Warren Beatty dreht in 40 Jahren "nur" 23 Filme. Doch was für welche!
Vier Filme, die er selbst inszeniert, erhalten zusammen 7 Oscars bei 29 Nominierungen und Dutzende weitere Preise. Als Produzent und Drehbuchautor erhält er weitere sechs Oscars bei 24 Nominierungen plus Auszeichnungs-Kleinkram.
Über Jahrzehnte ist Beatty einer der einflussreichsten und berühmtesten Stars Hollywoods.
Dennoch hält sein Ruhm nicht an. Während andere Stars seiner Zeit, wie Robert Redford und Clint Eastwood, immer noch als Schauspieler, Regisseur oder Produzent aktiv sind und das Filmgeschäft voranbringen, ist Beatty völlig von der Bildfläche verschwunden und mittlerweile in Vergessenheit geraten. Zurecht? Wer ist der Mann, der Hollywood jahrzehntelang prägt?
Es gibt nicht viele moderne Künstler im Filmgeschäft, die wirklich als Universalgenie betitelt werden können. Orson Welles ist einer davon, Maximilian Schell, Peter Ustinov und eben Warren Beatty gehören mit Sicherheit dazu. Sie bereicherten die Filmkunst auf vielen Ebenen und tobten sich in allen Bereichen und auf allen Positionen aus, um stets Höchstleistungen zu erzielen und die Tradition der Filmkunst zu revolutionieren und zu modernisieren.

_DATEN_.
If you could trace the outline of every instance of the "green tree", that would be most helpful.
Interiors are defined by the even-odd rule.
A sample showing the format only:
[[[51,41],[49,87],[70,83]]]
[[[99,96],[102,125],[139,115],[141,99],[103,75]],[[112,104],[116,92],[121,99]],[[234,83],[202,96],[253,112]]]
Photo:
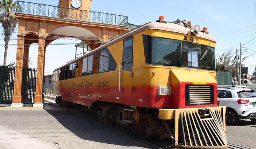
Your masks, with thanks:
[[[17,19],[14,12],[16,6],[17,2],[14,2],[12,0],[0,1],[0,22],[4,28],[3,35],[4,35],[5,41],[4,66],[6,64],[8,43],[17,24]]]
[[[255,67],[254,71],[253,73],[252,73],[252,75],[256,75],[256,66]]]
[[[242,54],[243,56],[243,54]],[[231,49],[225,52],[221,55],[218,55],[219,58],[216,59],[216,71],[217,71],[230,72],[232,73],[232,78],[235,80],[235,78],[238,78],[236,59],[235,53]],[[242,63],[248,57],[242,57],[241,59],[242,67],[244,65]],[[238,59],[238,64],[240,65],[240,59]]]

--

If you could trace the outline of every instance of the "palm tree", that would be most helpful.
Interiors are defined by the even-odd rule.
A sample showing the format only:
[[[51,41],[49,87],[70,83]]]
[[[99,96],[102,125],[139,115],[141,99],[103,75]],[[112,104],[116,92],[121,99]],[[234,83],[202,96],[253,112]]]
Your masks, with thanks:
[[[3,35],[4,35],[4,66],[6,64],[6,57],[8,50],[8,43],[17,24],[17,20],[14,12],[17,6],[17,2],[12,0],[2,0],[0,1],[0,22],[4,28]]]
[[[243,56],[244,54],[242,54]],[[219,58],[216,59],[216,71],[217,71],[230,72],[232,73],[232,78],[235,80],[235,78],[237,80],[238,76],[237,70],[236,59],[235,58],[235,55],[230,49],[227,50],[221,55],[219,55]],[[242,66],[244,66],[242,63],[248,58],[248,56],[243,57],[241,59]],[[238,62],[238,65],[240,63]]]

_AUFGABE 1_. Zeigen Sie jede Zeile der Einträge, in der die Zeichenfolge „that“ vorkommt, unverändert an. Groß- und Kleinschreibung ist dabei zu beachten.
_AUFGABE 2_. Führen Sie den Text über Warren Beatty im Anschluss an seinen letzten Satz fort.

_SCHRIFTLICHE ANTWORT 1_.
If you could trace the outline of every instance of the "green tree", that would be most helpful.
If you could trace the outline of every instance of the "palm tree", that would be most helpful.

_SCHRIFTLICHE ANTWORT 2_.
Orson Welles ist berühmt dafür, seinen Klassiker CITIZEN KANE nahezu im Alleingang realisiert zu haben: Als einer der Ersten ist er Regisseur, Autor, ausführender Produzent und Hauptdarsteller in einer Person. Und lange wird er einer der absoluten Oscarüberflieger sein: Welles bleibt Jahrzehntelang der einzige Filmemmacher, der für denselben Film als Autor, Regisseur, Produzent und Hauptdarsteller oscarnominiert wird.
Bis heute gelingt dieses Glanzstück tatsächlich nur einem einzigen weiteren Filmemmacher: Warren Beatty. Dem allerdings zwei Mal - und zwar in Folge!
Früh übt sich
Warren Beatty (ausgesprochen "bey-tih") wird als Henry Warren Beaty am 30. März 1937 in Richmond geboren.
Er und seine mindestens ebenso populäre, drei Jahre ältere Schwester Shirley MacLaine stehen schon früh auf der Bühne, denn ihre Mutter ist Schauspiellehrerin. Scheinbar so gut, dass sie den Wunsch, Schauspieler zu werden, in beiden Kindern weckt und manifestiert. Besonders Shirley spielt bereits früh Theater. Ihr gelingt Mitte der 50er Jahre in Hitchcocks IMMER ÄRGER MIT HARRY der Durchbruch und sie zählt bis heute zu einer der besten und populärsten Schauspielerinnen ihrer Generation, die noch immer aktiv spielt.
Beatty absolviert zunächst die Highschool, an der er leidenschaftlich und sehr erfolgreich Football spielt. Anschließend beendet er sein Kunststudium, bevor er sich ganz der Schauspielerei widmet. Letzteres ist sicher dem Erfolg seiner Schwester zu verdanken, die in Beatty die Lust an seiner alten Passion wieder aufleben lässt.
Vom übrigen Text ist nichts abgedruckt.